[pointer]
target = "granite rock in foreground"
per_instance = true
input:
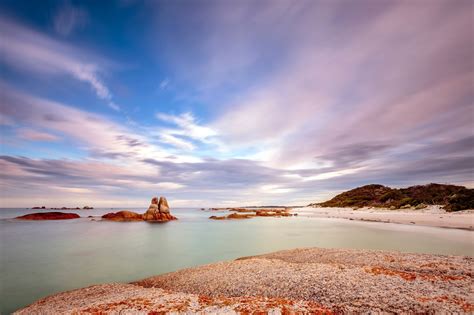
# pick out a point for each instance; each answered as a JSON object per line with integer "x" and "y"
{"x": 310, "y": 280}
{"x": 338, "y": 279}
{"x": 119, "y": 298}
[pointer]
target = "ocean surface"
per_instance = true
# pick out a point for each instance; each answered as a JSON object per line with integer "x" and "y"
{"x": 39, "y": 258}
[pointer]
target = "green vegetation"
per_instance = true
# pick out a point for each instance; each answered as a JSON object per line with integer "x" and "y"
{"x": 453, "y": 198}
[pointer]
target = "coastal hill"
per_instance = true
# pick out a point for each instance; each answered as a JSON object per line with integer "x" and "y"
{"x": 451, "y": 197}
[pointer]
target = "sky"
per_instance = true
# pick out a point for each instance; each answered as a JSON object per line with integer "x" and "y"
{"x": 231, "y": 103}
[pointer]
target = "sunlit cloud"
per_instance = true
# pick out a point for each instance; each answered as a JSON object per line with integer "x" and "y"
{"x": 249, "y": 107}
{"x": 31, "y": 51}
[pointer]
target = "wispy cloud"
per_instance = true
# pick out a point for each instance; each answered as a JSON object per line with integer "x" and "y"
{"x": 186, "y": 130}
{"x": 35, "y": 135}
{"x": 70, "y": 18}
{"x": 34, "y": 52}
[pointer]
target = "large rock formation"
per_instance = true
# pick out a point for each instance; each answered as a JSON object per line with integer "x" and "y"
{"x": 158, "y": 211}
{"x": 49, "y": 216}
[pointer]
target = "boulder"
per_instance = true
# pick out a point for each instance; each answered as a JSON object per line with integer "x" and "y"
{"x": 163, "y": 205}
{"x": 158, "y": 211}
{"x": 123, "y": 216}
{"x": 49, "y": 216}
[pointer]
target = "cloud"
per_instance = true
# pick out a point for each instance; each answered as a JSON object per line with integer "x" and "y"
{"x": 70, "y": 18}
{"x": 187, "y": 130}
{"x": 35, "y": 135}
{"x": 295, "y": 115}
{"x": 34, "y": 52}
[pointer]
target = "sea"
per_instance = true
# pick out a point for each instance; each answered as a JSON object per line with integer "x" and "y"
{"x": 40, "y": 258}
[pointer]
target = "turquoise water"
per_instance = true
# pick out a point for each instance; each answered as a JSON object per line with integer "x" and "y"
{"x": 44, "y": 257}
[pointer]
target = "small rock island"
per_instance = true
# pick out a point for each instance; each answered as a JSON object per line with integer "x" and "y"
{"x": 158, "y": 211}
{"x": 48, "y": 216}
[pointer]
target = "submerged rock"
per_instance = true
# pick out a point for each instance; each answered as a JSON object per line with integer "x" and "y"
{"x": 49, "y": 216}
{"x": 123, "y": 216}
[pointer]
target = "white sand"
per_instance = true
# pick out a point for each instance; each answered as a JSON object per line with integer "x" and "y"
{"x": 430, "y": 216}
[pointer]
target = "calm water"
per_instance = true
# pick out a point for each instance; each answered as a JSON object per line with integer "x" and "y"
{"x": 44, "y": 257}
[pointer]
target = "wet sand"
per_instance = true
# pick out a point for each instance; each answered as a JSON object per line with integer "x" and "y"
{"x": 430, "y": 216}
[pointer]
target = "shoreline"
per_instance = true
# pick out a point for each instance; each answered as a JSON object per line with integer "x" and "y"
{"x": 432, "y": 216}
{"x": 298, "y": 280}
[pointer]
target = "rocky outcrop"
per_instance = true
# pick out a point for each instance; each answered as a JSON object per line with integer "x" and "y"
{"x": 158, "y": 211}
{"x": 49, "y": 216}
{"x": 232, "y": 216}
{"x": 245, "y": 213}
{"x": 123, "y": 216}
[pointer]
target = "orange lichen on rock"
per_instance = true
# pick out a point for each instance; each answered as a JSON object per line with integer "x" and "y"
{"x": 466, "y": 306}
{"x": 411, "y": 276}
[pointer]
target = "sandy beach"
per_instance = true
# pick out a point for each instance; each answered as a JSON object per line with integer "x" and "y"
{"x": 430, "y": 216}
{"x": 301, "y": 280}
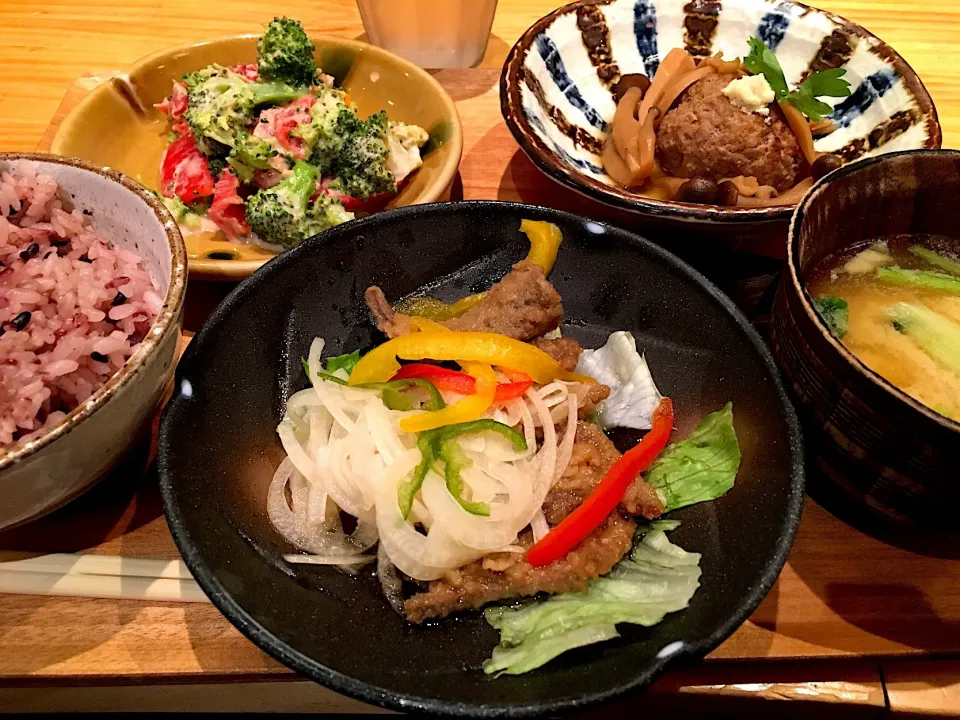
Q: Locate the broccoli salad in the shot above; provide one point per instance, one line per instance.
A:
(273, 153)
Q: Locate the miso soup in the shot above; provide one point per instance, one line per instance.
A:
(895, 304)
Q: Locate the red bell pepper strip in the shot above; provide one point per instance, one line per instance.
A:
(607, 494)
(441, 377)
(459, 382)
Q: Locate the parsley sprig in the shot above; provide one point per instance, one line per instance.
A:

:::

## PROMPT
Nothing but the records, copied exactly and stripped of pictures, should be returned.

## RESULT OF THE EXERCISE
[pointer]
target = "granite rock in foreground"
per_instance = true
input:
# pick out a point for each instance; each answered as a JSON object per line with integer "x" and "y"
{"x": 310, "y": 280}
{"x": 338, "y": 279}
{"x": 119, "y": 298}
[pointer]
target = "ocean surface"
per_instance = true
# pick out a point for each instance; each answered as a JSON object per line with integer "x" and "y"
{"x": 39, "y": 258}
[pointer]
target = "green vegetation"
per_instance = true
# pick out a point for each instance; each answered as a JSON object per line with integer "x" and "y"
{"x": 453, "y": 198}
[pointer]
target = "coastal hill"
per_instance = true
# pick out a point for each instance; each answered as a JSON object per line with integer "x" and "y"
{"x": 451, "y": 197}
[pointer]
target = "sky"
per_instance = true
# pick out a point for each instance; each answered as a JSON object per line with integer "x" and "y"
{"x": 231, "y": 103}
[pointer]
target = "sunlit cloud"
per_instance = true
# pick out a point for each instance; each answered as a JSON object per line with integer "x" and "y"
{"x": 249, "y": 107}
{"x": 31, "y": 51}
[pointer]
target = "wispy cloud"
per_instance = true
# pick out a point for each instance; each answered as a JSON object per line with integer "x" and "y"
{"x": 186, "y": 130}
{"x": 35, "y": 135}
{"x": 70, "y": 18}
{"x": 34, "y": 52}
[pointer]
target = "large rock formation"
per_instance = true
# pick out a point for each instance; each answered as a JSON object per line with integer "x" and "y"
{"x": 158, "y": 211}
{"x": 49, "y": 216}
[pointer]
target = "boulder"
per_instance = true
# pick out a point for each instance; each answered as a JSON object per line with integer "x" and "y"
{"x": 163, "y": 205}
{"x": 158, "y": 211}
{"x": 123, "y": 216}
{"x": 49, "y": 216}
[pointer]
target = "cloud"
per_instance = true
# pick out a point for each instance; each answered as a JSON object per line with integer "x" and "y"
{"x": 70, "y": 18}
{"x": 187, "y": 130}
{"x": 35, "y": 135}
{"x": 295, "y": 115}
{"x": 34, "y": 52}
[pointer]
target = "sea"
per_instance = true
# pick out a point for each instance; each answered as a JSON object per line with integer "x" and "y"
{"x": 40, "y": 258}
[pointer]
target = "turquoise water"
per_instance = true
# pick out a point for each instance; each answered as a JSON object per line with integer "x" and "y"
{"x": 44, "y": 257}
[pointer]
target = "small rock island"
per_instance = true
# pick out a point for each instance; each answered as a JSON object per line with integer "x" and "y"
{"x": 158, "y": 211}
{"x": 48, "y": 216}
[pointer]
target = "submerged rock"
per_instance = true
# pick out a point for each instance; each answered as a JSON object per line with integer "x" and "y"
{"x": 49, "y": 216}
{"x": 123, "y": 216}
[pointer]
target = "white sand"
per_instance = true
# pick out a point for each instance; each answered as a JSON object per line with integer "x" and "y"
{"x": 430, "y": 216}
[pointer]
target = "calm water"
per_instance = true
# pick out a point for each instance; each answered as a JSON object per line with integer "x" and "y"
{"x": 44, "y": 257}
[pointer]
target = "wet sand"
per_instance = true
# pick out a point for each instance; each answered as a JSON object per line with integer "x" and "y"
{"x": 430, "y": 216}
[pointer]
target = "shoreline"
per_instance = true
# pick out a point for each instance; each answered as a JSON object per line with integer "x" and "y"
{"x": 432, "y": 216}
{"x": 298, "y": 280}
[pointer]
target = "rocky outcrop"
per_instance = true
# pick out a point for each instance; each answered as a JSON object per line with integer "x" and "y"
{"x": 158, "y": 211}
{"x": 49, "y": 216}
{"x": 232, "y": 216}
{"x": 245, "y": 213}
{"x": 123, "y": 216}
[pointer]
target = "orange lichen on rock"
per_instance = true
# pick out a point for each instance; each answered as a JSON object per line with integer "x" and "y"
{"x": 466, "y": 306}
{"x": 411, "y": 276}
[pointer]
target = "sandy beach"
per_instance = true
# pick out a point for each instance; each answered as a JSON object per line with integer "x" and "y"
{"x": 430, "y": 216}
{"x": 301, "y": 280}
Q: Locate the broccoli salad in the shot above; provide one point per instance, one line per instance.
A:
(273, 153)
Q: Locate the miso soup in the shot above; provide one point per instance, one line per instance.
A:
(895, 304)
Q: Locate the red bell pepper strip in the shot above; provide one point per instance, one line per instance.
A:
(607, 494)
(441, 377)
(459, 382)
Q: Locate the parsley sprig in the shot above; provide one point per instance, one line per instance.
A:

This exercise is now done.